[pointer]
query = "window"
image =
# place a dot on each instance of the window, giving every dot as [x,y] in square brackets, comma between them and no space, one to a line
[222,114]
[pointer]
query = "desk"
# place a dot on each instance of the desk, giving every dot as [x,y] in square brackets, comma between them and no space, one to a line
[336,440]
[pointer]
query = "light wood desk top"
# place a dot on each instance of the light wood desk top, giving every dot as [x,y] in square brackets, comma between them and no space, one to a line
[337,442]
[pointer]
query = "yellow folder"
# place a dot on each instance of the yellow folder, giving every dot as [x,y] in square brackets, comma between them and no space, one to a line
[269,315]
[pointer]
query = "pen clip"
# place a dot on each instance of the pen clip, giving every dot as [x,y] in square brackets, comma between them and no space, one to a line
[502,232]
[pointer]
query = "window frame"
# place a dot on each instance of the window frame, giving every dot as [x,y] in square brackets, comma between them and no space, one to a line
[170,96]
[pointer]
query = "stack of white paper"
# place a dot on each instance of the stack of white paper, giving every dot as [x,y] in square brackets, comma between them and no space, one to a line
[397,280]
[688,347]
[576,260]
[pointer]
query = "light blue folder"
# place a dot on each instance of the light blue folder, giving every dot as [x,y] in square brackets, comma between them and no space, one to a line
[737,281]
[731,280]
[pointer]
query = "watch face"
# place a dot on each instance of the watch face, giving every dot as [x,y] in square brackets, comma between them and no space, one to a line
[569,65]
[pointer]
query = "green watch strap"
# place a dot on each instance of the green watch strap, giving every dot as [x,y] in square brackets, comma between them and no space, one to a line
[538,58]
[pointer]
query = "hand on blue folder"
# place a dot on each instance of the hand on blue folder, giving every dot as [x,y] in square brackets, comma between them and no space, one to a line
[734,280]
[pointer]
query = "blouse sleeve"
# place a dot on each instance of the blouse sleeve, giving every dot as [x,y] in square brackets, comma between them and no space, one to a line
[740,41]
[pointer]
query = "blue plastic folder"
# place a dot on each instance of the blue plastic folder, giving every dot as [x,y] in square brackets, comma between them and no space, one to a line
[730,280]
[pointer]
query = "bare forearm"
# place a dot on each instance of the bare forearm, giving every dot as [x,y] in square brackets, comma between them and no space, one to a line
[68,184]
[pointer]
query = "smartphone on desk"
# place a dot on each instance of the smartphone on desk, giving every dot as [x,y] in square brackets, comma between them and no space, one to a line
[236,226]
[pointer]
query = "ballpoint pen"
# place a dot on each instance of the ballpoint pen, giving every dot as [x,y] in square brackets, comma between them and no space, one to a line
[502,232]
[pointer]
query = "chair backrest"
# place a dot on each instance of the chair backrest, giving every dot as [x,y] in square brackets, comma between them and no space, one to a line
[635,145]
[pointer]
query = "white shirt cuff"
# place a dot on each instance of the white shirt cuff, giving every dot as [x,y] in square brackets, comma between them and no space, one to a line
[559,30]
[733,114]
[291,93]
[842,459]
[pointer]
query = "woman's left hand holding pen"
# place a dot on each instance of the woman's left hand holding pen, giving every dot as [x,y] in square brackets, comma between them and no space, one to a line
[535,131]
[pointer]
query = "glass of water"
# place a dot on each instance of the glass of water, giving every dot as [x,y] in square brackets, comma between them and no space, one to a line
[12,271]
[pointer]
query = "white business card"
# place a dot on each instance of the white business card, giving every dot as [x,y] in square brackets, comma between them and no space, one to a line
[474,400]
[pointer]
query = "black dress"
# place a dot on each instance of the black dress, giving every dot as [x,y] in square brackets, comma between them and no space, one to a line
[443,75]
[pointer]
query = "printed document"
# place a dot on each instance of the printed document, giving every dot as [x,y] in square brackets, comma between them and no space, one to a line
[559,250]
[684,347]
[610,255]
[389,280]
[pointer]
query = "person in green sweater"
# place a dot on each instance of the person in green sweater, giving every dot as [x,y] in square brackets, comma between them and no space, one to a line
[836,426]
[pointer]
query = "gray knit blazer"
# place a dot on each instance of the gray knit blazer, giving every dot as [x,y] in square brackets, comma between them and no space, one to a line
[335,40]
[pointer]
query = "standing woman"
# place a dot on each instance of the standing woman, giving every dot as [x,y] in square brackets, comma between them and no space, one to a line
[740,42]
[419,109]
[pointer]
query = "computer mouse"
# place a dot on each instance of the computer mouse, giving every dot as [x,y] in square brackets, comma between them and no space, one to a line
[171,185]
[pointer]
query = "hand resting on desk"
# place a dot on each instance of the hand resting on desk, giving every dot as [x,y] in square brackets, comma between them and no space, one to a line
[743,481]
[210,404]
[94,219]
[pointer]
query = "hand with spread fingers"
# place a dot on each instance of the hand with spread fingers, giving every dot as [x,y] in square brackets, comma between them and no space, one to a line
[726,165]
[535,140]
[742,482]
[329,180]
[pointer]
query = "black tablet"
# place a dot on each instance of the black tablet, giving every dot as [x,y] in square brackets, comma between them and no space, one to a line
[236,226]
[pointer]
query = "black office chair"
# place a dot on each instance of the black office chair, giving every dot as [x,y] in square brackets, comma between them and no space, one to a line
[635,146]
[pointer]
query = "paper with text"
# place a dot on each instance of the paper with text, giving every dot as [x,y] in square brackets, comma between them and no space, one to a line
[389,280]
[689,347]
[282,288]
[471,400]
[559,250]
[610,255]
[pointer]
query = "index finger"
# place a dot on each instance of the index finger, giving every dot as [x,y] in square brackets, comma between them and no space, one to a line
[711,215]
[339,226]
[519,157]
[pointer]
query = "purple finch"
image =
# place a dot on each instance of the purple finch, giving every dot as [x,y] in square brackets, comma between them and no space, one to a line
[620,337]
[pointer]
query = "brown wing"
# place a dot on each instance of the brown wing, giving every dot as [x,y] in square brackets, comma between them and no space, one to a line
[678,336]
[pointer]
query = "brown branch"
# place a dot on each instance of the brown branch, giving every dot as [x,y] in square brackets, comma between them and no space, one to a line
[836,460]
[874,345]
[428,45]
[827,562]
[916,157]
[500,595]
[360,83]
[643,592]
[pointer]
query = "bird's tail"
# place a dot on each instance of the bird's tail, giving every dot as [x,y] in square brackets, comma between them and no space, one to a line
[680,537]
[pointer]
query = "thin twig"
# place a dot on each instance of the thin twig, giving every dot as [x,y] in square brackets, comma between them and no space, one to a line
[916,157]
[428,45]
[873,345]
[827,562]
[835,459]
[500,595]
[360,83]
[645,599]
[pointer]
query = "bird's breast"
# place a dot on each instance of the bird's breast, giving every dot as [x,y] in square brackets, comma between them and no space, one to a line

**TASK ITEM**
Check each line of the records for the word "breast", then state how many lines have it, as a number only.

**TASK SOLUTION**
2